• TEXT SHOWN:
--- BEGIN ---

Postby WC1 » Wed Aug 04, 2010 8:06 pm

It's clear that feelings have been running high. A lot of us feel very strongly about the proposed destruction of a spectacular part of the beautiful area where we live. But it's important for our health and well-being that we have beauty around us. I found an interesting paper published by a team at the University of Essex about this. A major part of it focuses on the benefits of physical exercise and the importance of the countryside in enabling people to take exercise, but it also touches on the important contribution of the natural environment in maintaining the mental health of the population. Here are some snippets:-

How does nature make us feel? Much, of course, depends on what else is important in our lives. Is it a
good or a bad day? Irrespective of where we come from, it seems that the presence of living things makes
us feel good. They help us when we feel stressed, and if there is green vegetation, blue sky and water in the
scene, then we like it even more. This idea that the quality of nature affects our mental health is not a new
one, but it has not greatly affected the planning of our urban and rural environments, nor the setting of
public health priorities.

--- END ---

• DATA SECTION:
--- BEGIN ---

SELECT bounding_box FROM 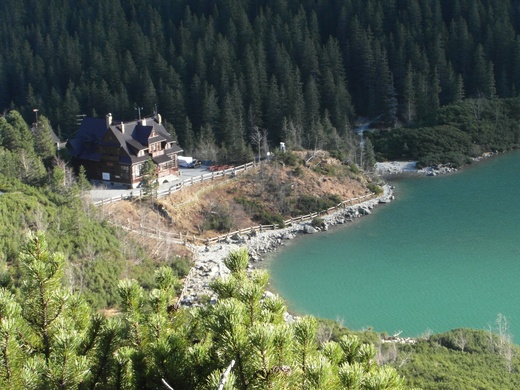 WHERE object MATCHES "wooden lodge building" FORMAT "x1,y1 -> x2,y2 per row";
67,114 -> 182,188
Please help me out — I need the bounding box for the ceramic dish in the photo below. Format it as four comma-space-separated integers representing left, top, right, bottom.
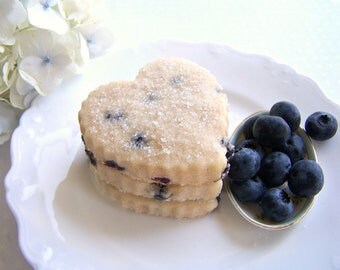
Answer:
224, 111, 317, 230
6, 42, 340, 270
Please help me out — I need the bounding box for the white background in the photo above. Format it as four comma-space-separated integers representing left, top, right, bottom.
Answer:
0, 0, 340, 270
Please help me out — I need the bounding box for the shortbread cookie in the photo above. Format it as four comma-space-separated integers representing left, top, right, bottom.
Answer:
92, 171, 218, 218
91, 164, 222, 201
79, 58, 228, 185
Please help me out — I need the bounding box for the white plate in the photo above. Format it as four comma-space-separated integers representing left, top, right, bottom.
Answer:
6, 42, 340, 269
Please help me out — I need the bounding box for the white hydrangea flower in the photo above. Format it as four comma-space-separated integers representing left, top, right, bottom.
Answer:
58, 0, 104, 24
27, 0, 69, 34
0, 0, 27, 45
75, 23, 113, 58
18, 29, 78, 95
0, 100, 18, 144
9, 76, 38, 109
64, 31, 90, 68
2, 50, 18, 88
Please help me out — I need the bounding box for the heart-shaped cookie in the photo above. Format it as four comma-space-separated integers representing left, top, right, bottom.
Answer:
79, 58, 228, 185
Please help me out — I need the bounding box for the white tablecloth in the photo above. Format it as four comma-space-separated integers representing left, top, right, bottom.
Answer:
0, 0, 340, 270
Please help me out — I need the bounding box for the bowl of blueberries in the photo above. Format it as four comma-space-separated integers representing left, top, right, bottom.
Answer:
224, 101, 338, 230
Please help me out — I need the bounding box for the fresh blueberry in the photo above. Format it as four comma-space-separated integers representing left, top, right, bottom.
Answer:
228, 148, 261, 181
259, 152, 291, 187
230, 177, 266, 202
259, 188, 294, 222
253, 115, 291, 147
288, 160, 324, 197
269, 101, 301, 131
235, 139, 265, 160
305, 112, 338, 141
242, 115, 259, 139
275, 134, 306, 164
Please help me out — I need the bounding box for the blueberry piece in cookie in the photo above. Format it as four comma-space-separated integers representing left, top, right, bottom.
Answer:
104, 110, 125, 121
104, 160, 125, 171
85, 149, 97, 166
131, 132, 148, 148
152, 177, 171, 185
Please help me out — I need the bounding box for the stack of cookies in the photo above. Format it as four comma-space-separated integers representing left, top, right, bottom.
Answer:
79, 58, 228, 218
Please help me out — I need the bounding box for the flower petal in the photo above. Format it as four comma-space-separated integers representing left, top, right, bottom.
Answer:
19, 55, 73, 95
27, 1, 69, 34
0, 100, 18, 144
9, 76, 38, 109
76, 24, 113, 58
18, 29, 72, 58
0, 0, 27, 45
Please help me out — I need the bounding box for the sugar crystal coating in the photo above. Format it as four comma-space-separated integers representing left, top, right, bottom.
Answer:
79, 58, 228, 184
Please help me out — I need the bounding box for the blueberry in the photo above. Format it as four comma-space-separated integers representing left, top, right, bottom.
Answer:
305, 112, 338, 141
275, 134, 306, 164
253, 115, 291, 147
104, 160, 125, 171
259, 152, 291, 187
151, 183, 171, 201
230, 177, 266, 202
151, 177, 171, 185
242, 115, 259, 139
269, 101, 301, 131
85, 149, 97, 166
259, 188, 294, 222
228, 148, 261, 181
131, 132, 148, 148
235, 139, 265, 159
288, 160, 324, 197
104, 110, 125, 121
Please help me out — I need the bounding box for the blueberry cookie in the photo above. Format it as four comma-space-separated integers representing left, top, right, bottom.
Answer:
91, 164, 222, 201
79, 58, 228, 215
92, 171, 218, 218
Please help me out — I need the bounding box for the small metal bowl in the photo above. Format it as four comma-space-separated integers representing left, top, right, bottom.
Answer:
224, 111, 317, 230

--- END ---

• WHAT IS REQUIRED:
In the forum post on nature and well-being, which university's team published the paper that the poster quotes? The listing stands apart from the forum post and is unrelated to it.

• EXERCISE RESULT:
The University of Essex.